Task requirements
Filter these entries so that only lines with the word "scattered" remain.

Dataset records
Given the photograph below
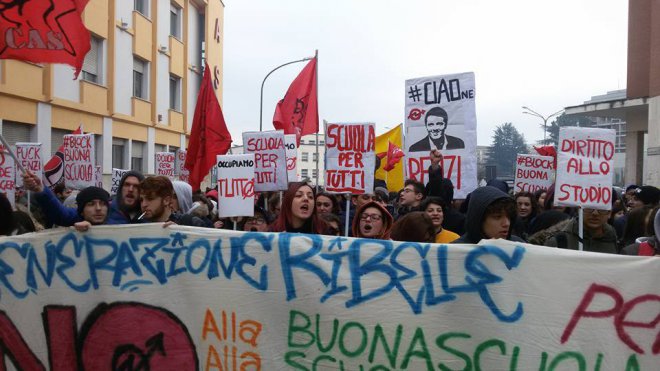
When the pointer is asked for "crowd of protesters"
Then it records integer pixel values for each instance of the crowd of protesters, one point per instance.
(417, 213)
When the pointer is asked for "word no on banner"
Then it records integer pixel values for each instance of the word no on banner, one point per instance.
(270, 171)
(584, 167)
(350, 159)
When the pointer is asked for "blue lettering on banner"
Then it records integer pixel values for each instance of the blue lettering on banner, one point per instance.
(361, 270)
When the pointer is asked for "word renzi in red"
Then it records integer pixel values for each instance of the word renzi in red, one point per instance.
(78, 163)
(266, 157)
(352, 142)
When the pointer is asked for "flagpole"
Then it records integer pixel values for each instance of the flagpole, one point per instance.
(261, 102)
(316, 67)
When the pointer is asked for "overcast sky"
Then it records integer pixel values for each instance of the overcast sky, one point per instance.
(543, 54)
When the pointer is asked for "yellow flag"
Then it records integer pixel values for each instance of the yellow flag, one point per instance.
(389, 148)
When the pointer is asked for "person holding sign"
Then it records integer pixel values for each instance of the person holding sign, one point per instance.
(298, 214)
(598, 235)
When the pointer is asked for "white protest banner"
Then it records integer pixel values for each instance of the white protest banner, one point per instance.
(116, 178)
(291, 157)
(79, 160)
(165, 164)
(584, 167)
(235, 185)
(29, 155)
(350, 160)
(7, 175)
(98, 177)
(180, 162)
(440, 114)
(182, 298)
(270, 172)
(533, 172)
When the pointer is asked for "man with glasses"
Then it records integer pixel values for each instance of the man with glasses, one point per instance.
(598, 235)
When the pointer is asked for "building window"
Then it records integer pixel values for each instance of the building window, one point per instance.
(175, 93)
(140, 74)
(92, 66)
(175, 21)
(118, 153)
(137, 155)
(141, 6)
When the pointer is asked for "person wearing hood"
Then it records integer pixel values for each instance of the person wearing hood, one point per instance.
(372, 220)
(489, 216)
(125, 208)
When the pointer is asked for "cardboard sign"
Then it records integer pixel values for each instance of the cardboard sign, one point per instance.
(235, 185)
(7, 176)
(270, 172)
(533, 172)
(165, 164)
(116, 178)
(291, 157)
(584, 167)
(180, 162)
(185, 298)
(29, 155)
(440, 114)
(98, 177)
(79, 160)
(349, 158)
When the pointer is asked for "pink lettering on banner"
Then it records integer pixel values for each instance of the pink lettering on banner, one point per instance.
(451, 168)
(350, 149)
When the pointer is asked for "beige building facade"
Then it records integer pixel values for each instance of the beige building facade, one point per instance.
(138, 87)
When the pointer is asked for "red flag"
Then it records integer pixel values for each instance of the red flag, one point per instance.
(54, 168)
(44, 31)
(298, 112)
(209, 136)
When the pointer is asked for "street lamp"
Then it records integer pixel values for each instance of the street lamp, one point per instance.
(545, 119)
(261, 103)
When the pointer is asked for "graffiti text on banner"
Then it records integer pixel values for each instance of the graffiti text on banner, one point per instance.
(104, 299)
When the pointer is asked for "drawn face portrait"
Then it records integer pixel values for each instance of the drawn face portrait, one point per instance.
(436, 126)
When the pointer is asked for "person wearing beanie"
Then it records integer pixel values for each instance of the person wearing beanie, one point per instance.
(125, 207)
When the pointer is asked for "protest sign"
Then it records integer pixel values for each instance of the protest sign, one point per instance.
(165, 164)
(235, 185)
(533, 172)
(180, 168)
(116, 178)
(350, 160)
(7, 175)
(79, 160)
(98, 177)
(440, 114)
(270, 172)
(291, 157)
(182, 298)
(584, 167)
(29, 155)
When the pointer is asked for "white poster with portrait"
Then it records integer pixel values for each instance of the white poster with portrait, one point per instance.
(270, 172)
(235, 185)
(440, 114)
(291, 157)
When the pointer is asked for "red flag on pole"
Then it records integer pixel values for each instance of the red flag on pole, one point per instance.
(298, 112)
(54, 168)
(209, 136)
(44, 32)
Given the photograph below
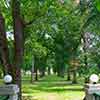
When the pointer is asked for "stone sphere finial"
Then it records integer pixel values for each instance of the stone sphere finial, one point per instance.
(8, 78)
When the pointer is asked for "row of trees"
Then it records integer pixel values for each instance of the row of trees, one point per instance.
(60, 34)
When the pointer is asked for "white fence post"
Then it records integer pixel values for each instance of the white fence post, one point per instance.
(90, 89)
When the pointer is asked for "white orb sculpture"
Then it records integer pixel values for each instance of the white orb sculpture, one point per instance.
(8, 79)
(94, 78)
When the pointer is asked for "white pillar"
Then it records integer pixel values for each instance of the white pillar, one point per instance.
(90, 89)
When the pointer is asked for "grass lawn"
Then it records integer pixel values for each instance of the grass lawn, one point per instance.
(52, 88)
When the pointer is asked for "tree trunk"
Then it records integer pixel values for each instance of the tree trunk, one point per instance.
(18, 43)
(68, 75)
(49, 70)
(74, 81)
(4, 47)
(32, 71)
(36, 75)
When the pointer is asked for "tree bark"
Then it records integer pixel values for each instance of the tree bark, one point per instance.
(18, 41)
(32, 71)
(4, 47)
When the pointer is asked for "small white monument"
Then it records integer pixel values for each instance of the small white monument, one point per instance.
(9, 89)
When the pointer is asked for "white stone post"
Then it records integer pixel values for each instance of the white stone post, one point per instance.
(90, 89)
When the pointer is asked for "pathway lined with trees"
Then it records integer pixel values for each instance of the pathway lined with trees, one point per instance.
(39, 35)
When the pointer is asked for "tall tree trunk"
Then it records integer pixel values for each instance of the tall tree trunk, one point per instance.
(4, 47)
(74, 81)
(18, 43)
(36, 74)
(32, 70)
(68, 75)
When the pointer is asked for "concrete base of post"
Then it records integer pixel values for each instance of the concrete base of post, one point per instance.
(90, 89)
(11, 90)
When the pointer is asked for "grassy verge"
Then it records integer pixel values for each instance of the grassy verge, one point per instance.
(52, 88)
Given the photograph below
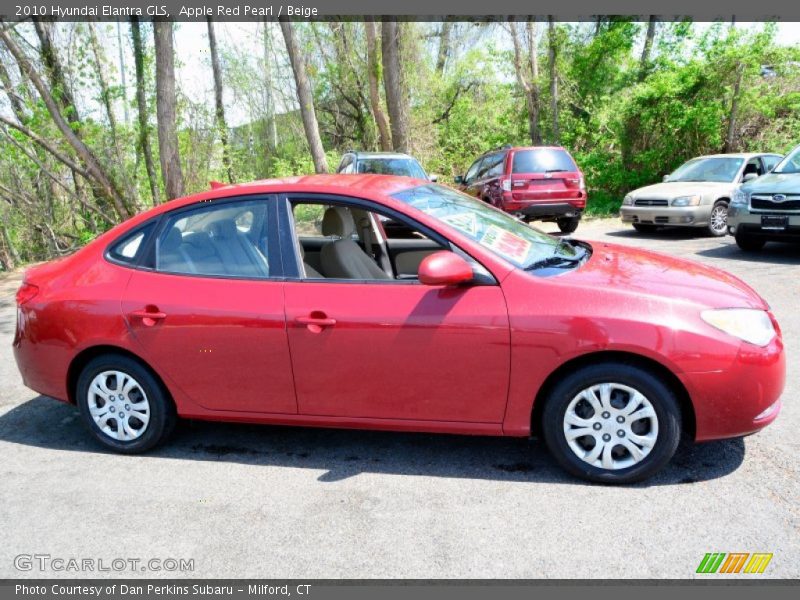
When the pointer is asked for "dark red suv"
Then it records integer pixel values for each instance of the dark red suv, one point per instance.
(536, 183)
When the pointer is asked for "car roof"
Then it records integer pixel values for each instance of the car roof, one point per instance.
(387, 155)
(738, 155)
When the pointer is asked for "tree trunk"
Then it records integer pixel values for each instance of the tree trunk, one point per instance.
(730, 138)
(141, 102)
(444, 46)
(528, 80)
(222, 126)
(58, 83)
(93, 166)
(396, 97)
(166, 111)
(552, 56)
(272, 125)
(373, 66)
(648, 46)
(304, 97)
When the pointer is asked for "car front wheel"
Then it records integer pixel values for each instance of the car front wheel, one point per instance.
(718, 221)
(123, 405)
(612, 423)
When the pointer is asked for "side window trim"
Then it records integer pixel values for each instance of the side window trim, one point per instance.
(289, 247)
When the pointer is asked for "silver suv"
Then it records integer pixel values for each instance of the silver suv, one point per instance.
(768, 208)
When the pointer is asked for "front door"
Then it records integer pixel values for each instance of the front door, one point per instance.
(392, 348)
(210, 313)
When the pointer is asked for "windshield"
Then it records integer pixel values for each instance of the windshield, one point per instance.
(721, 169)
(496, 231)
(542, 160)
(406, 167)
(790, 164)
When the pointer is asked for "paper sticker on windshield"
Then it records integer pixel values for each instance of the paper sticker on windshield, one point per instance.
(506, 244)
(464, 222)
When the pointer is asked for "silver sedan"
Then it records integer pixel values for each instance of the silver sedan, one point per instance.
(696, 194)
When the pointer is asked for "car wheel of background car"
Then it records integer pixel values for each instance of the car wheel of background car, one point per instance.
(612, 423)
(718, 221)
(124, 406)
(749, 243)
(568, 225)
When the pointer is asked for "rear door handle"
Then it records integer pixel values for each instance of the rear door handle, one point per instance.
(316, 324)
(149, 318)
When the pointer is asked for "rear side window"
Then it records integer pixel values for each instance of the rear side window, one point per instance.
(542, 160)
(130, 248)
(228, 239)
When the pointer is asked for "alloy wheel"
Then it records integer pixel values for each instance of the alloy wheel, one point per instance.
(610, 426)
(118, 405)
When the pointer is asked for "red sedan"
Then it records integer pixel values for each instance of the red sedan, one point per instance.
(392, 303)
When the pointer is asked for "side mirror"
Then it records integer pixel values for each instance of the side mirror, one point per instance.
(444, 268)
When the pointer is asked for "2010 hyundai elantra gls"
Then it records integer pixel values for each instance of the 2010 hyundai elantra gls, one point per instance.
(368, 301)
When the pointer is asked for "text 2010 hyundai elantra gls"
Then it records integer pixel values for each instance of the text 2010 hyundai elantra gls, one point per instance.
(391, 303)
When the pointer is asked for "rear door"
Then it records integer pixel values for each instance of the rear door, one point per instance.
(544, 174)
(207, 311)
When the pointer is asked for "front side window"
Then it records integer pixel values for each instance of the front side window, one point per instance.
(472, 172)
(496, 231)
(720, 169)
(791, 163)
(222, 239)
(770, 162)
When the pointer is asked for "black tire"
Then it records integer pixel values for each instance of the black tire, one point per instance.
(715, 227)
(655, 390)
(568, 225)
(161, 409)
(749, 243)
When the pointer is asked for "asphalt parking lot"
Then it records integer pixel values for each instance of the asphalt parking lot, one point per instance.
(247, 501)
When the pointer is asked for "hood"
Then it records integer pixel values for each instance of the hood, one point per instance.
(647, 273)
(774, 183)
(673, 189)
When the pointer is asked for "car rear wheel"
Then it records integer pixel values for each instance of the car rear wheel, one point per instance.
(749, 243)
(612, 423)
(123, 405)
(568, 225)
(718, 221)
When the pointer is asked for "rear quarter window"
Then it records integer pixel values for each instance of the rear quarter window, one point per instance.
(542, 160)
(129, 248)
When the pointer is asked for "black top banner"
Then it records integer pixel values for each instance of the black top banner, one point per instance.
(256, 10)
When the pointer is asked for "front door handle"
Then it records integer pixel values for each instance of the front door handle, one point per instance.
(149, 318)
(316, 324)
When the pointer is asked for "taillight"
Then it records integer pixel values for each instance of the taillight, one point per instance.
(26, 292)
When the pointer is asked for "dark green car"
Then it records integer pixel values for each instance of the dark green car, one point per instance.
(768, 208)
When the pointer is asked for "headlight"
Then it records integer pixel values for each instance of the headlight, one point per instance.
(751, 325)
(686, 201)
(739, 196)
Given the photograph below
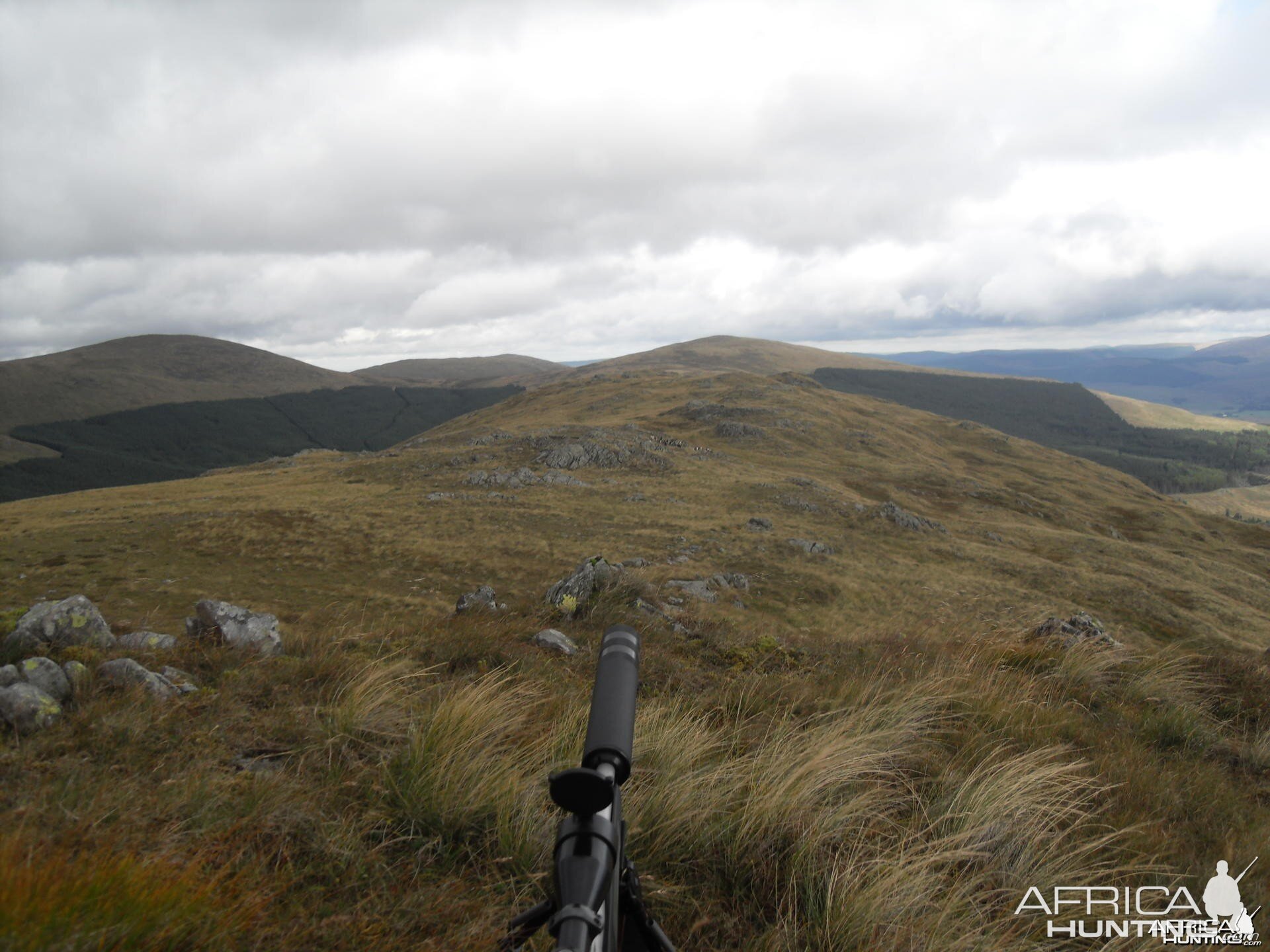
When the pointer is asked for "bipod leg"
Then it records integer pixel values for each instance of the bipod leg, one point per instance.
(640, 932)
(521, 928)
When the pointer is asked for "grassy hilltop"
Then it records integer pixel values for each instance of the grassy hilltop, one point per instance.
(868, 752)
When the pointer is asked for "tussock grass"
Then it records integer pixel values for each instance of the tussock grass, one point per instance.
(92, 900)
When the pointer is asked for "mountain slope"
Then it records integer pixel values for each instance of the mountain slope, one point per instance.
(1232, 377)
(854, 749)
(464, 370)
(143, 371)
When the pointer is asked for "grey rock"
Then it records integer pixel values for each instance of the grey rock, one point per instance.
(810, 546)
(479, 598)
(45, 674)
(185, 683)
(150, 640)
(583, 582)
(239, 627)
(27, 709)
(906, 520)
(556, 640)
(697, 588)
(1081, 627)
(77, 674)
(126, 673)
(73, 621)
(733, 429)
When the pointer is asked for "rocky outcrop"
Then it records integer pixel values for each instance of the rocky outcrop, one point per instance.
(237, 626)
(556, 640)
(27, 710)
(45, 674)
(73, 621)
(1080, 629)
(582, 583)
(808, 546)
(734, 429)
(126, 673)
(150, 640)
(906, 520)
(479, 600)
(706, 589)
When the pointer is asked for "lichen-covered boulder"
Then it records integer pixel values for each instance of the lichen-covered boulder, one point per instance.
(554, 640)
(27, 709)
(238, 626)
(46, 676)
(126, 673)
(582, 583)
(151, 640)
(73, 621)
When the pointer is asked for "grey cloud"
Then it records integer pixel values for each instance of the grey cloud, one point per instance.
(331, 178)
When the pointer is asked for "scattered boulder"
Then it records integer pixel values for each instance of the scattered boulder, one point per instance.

Exercise result
When the pointer is asked for "scattered boulder"
Then it records integer pixel values for each instance of the scattered boulder, one point per instance.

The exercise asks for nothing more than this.